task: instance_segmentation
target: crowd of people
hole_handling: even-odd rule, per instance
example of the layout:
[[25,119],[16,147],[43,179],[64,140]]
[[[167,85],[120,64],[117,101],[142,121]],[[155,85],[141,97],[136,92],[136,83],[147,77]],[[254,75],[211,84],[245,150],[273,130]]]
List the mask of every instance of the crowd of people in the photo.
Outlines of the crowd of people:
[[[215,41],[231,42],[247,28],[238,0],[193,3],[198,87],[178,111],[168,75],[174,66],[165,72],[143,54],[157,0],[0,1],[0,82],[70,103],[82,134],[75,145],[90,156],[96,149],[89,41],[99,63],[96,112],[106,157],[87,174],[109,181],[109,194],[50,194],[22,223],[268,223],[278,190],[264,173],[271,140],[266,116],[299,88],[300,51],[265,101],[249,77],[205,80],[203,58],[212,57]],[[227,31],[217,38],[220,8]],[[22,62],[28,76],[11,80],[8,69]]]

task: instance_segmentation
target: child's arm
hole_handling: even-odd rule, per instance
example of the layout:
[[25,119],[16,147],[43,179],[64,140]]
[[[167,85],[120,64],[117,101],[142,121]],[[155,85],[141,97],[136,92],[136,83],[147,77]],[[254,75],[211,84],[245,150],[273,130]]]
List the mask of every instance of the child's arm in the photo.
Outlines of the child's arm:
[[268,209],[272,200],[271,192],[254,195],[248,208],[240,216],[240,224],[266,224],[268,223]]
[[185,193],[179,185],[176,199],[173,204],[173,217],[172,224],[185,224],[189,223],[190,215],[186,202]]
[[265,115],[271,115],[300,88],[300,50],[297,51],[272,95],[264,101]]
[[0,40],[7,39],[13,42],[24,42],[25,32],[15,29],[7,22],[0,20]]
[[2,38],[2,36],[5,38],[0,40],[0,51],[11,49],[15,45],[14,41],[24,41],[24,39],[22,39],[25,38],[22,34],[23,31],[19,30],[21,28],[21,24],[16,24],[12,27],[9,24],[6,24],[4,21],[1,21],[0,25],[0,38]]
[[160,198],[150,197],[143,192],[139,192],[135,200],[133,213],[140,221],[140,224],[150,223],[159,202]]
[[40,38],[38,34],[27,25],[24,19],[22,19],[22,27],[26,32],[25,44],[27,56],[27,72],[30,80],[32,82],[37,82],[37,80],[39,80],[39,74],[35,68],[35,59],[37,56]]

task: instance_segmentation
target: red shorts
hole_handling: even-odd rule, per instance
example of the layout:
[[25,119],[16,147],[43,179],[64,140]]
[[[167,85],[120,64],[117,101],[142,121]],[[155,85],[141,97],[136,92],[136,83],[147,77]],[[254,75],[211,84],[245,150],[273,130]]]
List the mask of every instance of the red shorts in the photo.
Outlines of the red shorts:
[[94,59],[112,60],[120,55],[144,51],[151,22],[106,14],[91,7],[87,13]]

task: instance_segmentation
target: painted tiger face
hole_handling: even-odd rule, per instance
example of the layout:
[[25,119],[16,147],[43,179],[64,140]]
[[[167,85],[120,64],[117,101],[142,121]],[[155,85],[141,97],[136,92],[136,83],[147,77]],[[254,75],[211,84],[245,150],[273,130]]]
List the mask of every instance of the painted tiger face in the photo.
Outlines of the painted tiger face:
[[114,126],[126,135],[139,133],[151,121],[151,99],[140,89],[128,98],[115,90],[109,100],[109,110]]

» What you are asked to do: Could you state how many lines of the data include the word "target"? Only the number is needed.

» Task output: 4